**Exercise directions**
Retype every one of the rows below character for character, without altering anything.

--- START OF Records for processing ---

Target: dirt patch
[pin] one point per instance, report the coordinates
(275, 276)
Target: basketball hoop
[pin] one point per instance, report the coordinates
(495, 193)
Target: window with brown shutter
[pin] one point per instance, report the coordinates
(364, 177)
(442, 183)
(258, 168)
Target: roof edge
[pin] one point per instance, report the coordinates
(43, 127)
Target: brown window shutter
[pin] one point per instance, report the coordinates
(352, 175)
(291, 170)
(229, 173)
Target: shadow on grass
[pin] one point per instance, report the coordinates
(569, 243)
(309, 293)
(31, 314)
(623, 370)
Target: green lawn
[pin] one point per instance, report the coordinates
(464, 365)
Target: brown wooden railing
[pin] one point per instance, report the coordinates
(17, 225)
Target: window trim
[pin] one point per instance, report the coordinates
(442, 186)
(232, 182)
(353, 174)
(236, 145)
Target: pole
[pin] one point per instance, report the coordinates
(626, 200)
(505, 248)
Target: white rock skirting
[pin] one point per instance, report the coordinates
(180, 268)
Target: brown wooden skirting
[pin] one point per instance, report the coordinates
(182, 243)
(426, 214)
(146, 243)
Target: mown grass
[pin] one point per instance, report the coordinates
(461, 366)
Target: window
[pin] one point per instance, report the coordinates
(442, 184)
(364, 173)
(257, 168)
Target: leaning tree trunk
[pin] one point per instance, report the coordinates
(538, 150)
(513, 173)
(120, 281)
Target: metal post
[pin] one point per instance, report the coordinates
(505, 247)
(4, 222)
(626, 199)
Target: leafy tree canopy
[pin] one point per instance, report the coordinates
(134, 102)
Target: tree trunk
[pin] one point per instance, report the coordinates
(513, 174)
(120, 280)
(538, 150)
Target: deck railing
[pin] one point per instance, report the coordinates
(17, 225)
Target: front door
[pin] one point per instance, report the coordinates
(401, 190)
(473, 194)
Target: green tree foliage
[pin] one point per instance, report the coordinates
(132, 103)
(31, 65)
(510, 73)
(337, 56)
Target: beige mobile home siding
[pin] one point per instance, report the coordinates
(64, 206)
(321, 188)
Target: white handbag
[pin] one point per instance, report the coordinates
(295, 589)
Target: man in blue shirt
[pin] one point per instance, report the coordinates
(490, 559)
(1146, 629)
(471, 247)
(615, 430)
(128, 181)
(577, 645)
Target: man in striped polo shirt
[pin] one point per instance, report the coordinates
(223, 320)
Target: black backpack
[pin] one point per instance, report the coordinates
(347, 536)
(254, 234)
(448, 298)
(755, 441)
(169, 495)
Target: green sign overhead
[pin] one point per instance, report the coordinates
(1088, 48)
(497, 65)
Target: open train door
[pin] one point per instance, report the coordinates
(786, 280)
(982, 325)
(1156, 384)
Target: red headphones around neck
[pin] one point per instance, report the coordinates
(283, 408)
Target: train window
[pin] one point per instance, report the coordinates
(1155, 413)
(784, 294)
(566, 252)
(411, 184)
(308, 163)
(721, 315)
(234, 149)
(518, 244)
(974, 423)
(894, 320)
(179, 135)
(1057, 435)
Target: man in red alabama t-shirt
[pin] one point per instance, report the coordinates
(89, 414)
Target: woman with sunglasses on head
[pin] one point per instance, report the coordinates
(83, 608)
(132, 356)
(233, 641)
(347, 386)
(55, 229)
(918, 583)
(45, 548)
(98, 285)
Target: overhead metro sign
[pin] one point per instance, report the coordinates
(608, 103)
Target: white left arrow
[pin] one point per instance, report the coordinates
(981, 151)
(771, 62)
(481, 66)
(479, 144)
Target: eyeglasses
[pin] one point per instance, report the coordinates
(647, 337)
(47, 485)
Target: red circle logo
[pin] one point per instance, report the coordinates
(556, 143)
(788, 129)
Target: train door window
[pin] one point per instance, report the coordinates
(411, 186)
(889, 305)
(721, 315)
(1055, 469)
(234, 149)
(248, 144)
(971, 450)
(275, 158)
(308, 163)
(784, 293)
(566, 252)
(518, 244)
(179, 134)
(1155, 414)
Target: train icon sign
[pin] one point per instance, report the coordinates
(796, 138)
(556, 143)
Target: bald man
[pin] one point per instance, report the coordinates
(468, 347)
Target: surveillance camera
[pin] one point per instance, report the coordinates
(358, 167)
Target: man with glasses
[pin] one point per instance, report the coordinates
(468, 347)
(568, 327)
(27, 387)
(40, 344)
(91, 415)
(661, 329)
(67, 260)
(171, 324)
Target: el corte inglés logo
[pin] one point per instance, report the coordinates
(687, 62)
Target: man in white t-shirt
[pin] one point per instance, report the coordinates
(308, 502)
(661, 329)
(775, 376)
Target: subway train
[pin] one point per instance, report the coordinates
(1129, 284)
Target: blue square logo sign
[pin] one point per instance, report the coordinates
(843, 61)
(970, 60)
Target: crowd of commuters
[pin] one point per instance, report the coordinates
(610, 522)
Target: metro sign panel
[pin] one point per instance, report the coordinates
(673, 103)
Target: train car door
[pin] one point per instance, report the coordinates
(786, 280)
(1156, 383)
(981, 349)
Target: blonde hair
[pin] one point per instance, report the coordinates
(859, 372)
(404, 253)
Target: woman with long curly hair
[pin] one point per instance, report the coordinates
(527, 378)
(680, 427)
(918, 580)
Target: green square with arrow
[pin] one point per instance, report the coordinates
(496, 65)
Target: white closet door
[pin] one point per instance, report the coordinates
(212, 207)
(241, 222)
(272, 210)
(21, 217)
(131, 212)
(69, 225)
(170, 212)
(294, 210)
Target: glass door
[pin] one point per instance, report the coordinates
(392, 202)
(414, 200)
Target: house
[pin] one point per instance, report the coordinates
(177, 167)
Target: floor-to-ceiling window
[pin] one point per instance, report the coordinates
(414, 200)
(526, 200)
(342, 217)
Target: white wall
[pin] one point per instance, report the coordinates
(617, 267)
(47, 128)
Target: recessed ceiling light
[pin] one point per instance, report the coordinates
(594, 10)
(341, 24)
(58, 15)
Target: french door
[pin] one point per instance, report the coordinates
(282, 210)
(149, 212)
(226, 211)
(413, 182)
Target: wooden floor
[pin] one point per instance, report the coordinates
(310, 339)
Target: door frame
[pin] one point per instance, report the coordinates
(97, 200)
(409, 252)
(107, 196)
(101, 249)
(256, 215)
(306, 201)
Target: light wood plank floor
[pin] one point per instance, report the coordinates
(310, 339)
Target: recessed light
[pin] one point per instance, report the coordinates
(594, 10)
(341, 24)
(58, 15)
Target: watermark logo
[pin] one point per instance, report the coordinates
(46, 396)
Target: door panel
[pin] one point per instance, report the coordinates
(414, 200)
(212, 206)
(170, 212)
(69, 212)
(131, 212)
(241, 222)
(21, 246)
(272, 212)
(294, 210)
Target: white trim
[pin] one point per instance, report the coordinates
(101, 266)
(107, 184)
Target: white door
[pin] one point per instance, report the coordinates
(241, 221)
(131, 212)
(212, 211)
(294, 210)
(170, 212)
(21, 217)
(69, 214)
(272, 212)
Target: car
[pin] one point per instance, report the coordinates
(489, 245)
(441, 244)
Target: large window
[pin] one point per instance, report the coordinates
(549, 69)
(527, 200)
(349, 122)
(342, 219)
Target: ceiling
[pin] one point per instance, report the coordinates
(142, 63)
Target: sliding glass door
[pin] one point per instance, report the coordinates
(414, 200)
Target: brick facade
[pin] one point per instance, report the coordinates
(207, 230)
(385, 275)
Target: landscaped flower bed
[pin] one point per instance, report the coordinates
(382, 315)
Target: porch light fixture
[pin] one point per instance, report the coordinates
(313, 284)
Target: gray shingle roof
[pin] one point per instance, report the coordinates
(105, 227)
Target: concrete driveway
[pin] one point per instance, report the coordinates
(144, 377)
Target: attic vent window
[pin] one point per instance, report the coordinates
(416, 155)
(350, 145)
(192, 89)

--- END OF Records for processing ---

**Task response**
Target: dirt patch
[pin] one point per instance, report the coordinates
(275, 276)
Target: basketball hoop
[pin] one point per instance, report the coordinates
(495, 193)
Target: window with brown shutter
[pin] one point per instance, report the coordinates
(364, 177)
(442, 183)
(258, 168)
Target: roof edge
[pin] one point per instance, report the coordinates
(43, 127)
Target: brown window shutter
[pin] one point per instance, report the coordinates
(352, 175)
(291, 170)
(229, 173)
Target: shadow on grass
[pin] one point per instance, report the coordinates
(569, 243)
(309, 293)
(31, 314)
(623, 370)
Target: green lawn
[pin] one point per instance, report the coordinates
(464, 365)
Target: brown wooden railing
[pin] one point per instance, report the coordinates
(17, 225)
Target: window trim
[pin] one point per instance, report the coordinates
(442, 186)
(232, 182)
(353, 174)
(236, 145)
Target: pole
[pin] one point per instance, report the coordinates
(626, 200)
(505, 248)
Target: white rock skirting
[pin] one point per instance, report the coordinates
(180, 268)
Target: brown wooden skirting
[pin] one point per instance, report the coordinates
(182, 243)
(426, 214)
(146, 243)
Target: mown grass
[pin] one point per instance, report the coordinates
(461, 366)
Target: window
[pin] one point per instance, report the coordinates
(442, 184)
(364, 173)
(257, 168)
Target: leaning tree trunk
[pin] one point per instance, report the coordinates
(538, 150)
(513, 173)
(120, 281)
Target: metal post
[pin] one point per instance, report the coordinates
(505, 247)
(4, 222)
(626, 199)
Target: leafy tree canopy
[pin] one point per instance, report the coordinates
(134, 102)
Target: tree trunk
[pin] one point per instance, report the coordinates
(513, 174)
(120, 280)
(538, 150)
Target: deck railing
[pin] one point per instance, report the coordinates
(17, 225)
Target: front door
[pin] one point per instance, report the coordinates
(401, 190)
(473, 194)
Target: green tree foliage
[pin] one point per instance, report the coordinates
(132, 103)
(31, 65)
(510, 73)
(337, 56)
Target: beige mobile home siding
[pin] one point per instance, report the coordinates
(64, 206)
(321, 188)
Target: white handbag
[pin] one point per instance, report the coordinates
(295, 589)
Target: man in blue shirt
[pin] one point per instance, report the coordinates
(490, 559)
(1146, 629)
(471, 247)
(615, 430)
(128, 181)
(577, 645)
Target: man in striped polo shirt
[pin] one point per instance, report the coordinates
(223, 320)
Target: black backpack
[pin] one point per instance, report the coordinates
(347, 536)
(254, 234)
(448, 298)
(755, 441)
(169, 495)
Target: green sign overhead
[pin] one point per instance, report the coordinates
(1088, 48)
(497, 65)
Target: open train door
[pin] one point per instance, report the coordinates
(786, 280)
(982, 325)
(1156, 384)
Target: red headphones around neck
[pin] one point per instance, report the coordinates
(283, 408)
Target: train window
[pin] one point per instance, report the coordinates
(1155, 413)
(784, 294)
(566, 252)
(411, 184)
(308, 163)
(721, 315)
(234, 149)
(518, 244)
(974, 423)
(894, 320)
(179, 135)
(1057, 435)
Target: man in red alabama t-shirt
[pin] one point per instance, report the coordinates
(89, 414)
Target: woman with sunglasses on head
[pin] one point per instance, report the coordinates
(83, 608)
(132, 356)
(233, 641)
(347, 386)
(55, 229)
(918, 583)
(45, 548)
(98, 285)
Target: overhead metro sign
[pin] one point per instance, report the coordinates
(608, 103)
Target: white left arrow
[pin] one point per instance, report the coordinates
(981, 151)
(771, 62)
(481, 66)
(479, 144)
Target: eyeglasses
[pin] one point per instance, report the coordinates
(647, 337)
(47, 485)
Target: red circle logo
[pin] one point per instance, report the coordinates
(556, 143)
(788, 129)
Target: train door window
[pin] one point per instance, report the coordinates
(411, 186)
(889, 305)
(721, 315)
(1055, 469)
(234, 149)
(248, 144)
(971, 450)
(275, 158)
(308, 163)
(784, 293)
(566, 252)
(518, 244)
(179, 134)
(1155, 414)
Target: train icon sign
[pin] one point per instance, report the coordinates
(796, 138)
(556, 143)
Target: bald man
[pin] one point per instance, report the coordinates
(468, 347)
Target: surveillance camera
[pin] one point per instance, report the coordinates
(358, 167)
Target: man with glasses
[pin] one point per instance, report the coordinates
(468, 347)
(568, 327)
(27, 387)
(40, 344)
(91, 415)
(661, 329)
(67, 260)
(171, 324)
Target: el corte inglés logo
[pin] one point per instance, report the coordinates
(687, 62)
Target: man in white t-shirt
[pin] one point per instance, report the coordinates
(308, 502)
(661, 329)
(775, 376)
Target: subway train
[pin] one point per instance, report the coordinates
(1129, 284)
Target: blue square logo sign
[pin] one point per instance, report the coordinates
(843, 61)
(970, 60)
Target: crowd of commuters
[pin] one point per instance, report the coordinates
(610, 522)
Target: metro sign panel
[pin] one point per instance, report the coordinates
(673, 103)
Target: train car door
[pin] one point per instance, report the coordinates
(786, 280)
(1156, 383)
(981, 349)
Target: blonde hair
[pin] one point per instance, report the coordinates
(859, 372)
(404, 253)
Target: woman with long curly hair
[pin] one point per instance, report the coordinates
(527, 378)
(680, 427)
(918, 580)
Target: green square with arrow
[pin] one point per instance, report the coordinates
(496, 65)
Target: white closet door
[pin] one point per instance, report the coordinates
(212, 207)
(241, 222)
(272, 210)
(21, 217)
(131, 212)
(69, 225)
(170, 212)
(294, 210)
Target: glass door
[pin] one point per instance, report the coordinates
(392, 202)
(414, 200)
Target: house
[pin] one point per instance, report the coordinates
(177, 167)
Target: floor-to-ceiling window
[pin] one point per instance, report the coordinates
(414, 200)
(526, 200)
(342, 217)
Target: white wall
[pin] one point per instance, report the coordinates
(617, 267)
(47, 128)
Target: recessed ceiling light
[pin] one point per instance, report the coordinates
(594, 10)
(341, 24)
(58, 15)
Target: french door
[pin] one point per instance, report the coordinates
(282, 210)
(149, 212)
(226, 211)
(413, 182)
Target: wooden floor
[pin] one point per instance, report the coordinates
(310, 339)
Target: door frame
[pin] one point per instance, report the coordinates
(97, 200)
(409, 252)
(107, 196)
(101, 249)
(256, 215)
(306, 201)
Target: light wood plank floor
[pin] one point per instance, report the coordinates
(310, 339)
Target: recessed light
[pin] one point per instance, report the coordinates
(594, 10)
(341, 24)
(58, 15)
Target: watermark logo
[pin] one point per instance, report the coordinates
(46, 396)
Target: door panel
[pin] one point per instance, report the coordinates
(414, 200)
(212, 206)
(170, 212)
(69, 212)
(131, 212)
(241, 222)
(21, 246)
(272, 212)
(294, 210)
Target: white trim
[pin] one point per instance, report the coordinates
(101, 266)
(107, 184)
Target: white door
[pin] one point per instance, report the coordinates
(241, 221)
(131, 212)
(212, 211)
(294, 210)
(170, 212)
(21, 217)
(69, 214)
(272, 212)
Target: car
[pin] one point per instance, report the coordinates
(489, 245)
(441, 244)
Target: large window
[pin] one point per instance, report the coordinates
(549, 69)
(527, 200)
(349, 122)
(342, 219)
Target: ceiling
[pin] one point per instance, report the coordinates
(142, 63)
Target: sliding glass door
[pin] one point per instance, report the coordinates
(414, 200)
Target: brick facade
[pin] one point per instance, report the coordinates
(207, 230)
(385, 275)
Target: landscaped flower bed
[pin] one point per instance, report the coordinates
(382, 315)
Target: porch light fixture
[pin] one point per instance, report the coordinates
(313, 284)
Target: gray shingle roof
[pin] one point per instance, report the coordinates
(105, 227)
Target: concrete driveway
[pin] one point per instance, report the coordinates
(144, 377)
Target: attic vent window
[pin] one point per instance, report the coordinates
(416, 155)
(350, 145)
(192, 89)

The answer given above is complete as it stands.